• WHAT THE TASK REQUIRES
Reproduce each line of the entries that carries "with".

• RAW DATA
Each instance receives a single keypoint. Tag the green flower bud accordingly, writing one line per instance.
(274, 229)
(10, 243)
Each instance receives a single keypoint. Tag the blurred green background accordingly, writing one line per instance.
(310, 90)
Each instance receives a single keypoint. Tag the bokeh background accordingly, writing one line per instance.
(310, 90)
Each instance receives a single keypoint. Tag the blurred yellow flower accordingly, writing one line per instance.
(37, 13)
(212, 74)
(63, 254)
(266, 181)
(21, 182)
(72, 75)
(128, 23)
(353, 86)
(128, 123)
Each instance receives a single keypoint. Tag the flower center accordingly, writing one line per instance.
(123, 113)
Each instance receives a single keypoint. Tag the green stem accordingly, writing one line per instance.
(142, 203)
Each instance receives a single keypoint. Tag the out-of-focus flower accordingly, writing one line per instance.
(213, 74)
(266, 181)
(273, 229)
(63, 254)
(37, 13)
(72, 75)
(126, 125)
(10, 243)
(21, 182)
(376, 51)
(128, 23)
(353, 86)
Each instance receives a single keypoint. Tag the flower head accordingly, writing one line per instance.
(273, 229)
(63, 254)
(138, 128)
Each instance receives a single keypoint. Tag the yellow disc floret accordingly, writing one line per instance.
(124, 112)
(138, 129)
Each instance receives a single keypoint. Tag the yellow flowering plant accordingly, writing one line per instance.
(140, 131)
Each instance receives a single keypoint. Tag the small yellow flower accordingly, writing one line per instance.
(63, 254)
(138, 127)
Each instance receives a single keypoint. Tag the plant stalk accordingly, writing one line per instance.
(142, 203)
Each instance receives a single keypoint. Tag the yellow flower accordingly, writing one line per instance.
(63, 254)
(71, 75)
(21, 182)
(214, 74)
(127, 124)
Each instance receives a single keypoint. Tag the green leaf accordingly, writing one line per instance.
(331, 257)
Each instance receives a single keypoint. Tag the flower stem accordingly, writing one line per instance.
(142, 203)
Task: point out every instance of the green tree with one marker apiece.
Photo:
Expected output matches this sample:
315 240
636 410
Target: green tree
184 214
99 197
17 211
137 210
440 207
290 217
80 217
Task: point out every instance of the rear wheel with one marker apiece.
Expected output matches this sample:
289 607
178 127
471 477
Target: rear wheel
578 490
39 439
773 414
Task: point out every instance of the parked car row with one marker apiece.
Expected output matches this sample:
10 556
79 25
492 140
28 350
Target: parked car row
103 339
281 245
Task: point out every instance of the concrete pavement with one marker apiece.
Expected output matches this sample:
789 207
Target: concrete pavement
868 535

• FINAL ANSWER
Task: point out every instance of the green tree with one marker apiece.
Task: point out every instance of the rear wheel with one marker apiece.
Task: point out every instance of the parked car row with one marker apiece.
Task: point out every instance of the concrete pavement with one marker apiece.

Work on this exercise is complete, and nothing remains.